Written exercise A ▸
Answer these questions about the search-range text, each on its own line:
(i) What runtime complexity must the algorithm have?
(ii) What should be returned if the target is not found in the array?
(iii) In the code, what value is index2 set to when it is first declared?
Written exercise B ▸ Reproduce the part of the search-range text that opens with the words containing "Given a sorted" and closes with "of O(log n).".

Document excerpt ▸
## Begin

Given a sorted array of integers, find the starting and ending position of a given target value.
Your algorithm's runtime complexity must be in the order of O(log n).
If the target is not found in the array, return [-1, -1].
For example,
Given [5, 7, 7, 8, 8, 10] and target value 8,
return [3, 4].
class Solution {
public:
vector<int> searchRange(int A[], int n, int target) {
vector<int>fail;
fail.push_back(-1);
fail.push_back(-1);
vector<int>ret;
if(n<=0){
return fail;
}
if(n==1){
if(A[0]==target){
ret.push_back(0);
ret.push_back(0);
return ret;
}
else return fail;
}
int index1=-1,index2=n;
//find the last element less than target
int start,end;
start=0;end=n-1;
while(start<=end){
int mid=(start+end)/2;
if(A[mid]>=target){
end=mid-1;
}
else{
if(mid==n-1){
index1=mid;
break;
}
if(A[mid+1]>=target){
index1=mid;
break;
}
else{
start=mid+1;
}
}
}
//find the first element great than target
start=0;end=n-1;
while(start<=end){
int mid=(start+end)/2;
if(A[mid]<=target){
start=mid+1;
}
else{
if(mid==0){
index2=0;
break;
}
else{
if(A[mid-1]<=target){
index2=mid;
break;
}
else{
end=mid-1;
}
}
}
}
if(index1==index2-1)return fail;
else{
ret.push_back(index1+1);
ret.push_back(index2-1);
return ret;
}
}
};

## End

Stored records ▸
## Begin

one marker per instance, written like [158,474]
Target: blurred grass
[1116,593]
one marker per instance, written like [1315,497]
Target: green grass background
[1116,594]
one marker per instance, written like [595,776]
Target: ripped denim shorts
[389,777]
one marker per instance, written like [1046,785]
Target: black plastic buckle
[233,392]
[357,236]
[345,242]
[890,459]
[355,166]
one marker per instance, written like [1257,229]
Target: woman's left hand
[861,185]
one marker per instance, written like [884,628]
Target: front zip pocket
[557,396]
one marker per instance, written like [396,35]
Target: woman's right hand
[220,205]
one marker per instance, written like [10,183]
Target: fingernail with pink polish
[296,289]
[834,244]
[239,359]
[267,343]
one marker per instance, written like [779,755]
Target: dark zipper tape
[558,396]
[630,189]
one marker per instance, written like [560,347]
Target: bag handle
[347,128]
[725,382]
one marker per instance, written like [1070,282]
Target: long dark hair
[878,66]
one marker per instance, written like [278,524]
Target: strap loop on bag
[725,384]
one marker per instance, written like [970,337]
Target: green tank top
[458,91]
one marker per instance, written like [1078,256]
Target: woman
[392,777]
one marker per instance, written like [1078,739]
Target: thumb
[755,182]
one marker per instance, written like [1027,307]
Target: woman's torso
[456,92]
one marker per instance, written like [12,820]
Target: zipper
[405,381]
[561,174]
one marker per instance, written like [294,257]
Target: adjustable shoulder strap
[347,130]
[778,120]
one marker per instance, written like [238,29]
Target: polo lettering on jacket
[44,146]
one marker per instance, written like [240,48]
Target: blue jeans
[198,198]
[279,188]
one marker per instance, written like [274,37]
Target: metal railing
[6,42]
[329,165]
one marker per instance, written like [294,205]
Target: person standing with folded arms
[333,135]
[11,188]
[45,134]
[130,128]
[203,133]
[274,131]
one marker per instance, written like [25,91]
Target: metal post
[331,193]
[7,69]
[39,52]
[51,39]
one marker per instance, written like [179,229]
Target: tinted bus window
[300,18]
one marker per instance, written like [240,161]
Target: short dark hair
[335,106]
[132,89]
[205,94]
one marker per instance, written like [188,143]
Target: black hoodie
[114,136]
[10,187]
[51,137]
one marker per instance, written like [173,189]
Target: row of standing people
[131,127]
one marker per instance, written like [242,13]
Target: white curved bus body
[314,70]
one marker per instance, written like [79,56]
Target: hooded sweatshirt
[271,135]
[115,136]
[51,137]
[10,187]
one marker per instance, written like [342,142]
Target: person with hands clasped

## End

Exercise response A ▸
(i) O(log n)
(ii) [-1, -1]
(iii) n

Exercise response B ▸
Given a sorted array of integers, find the starting and ending position of a given target value.
Your algorithm's runtime complexity must be in the order of O(log n).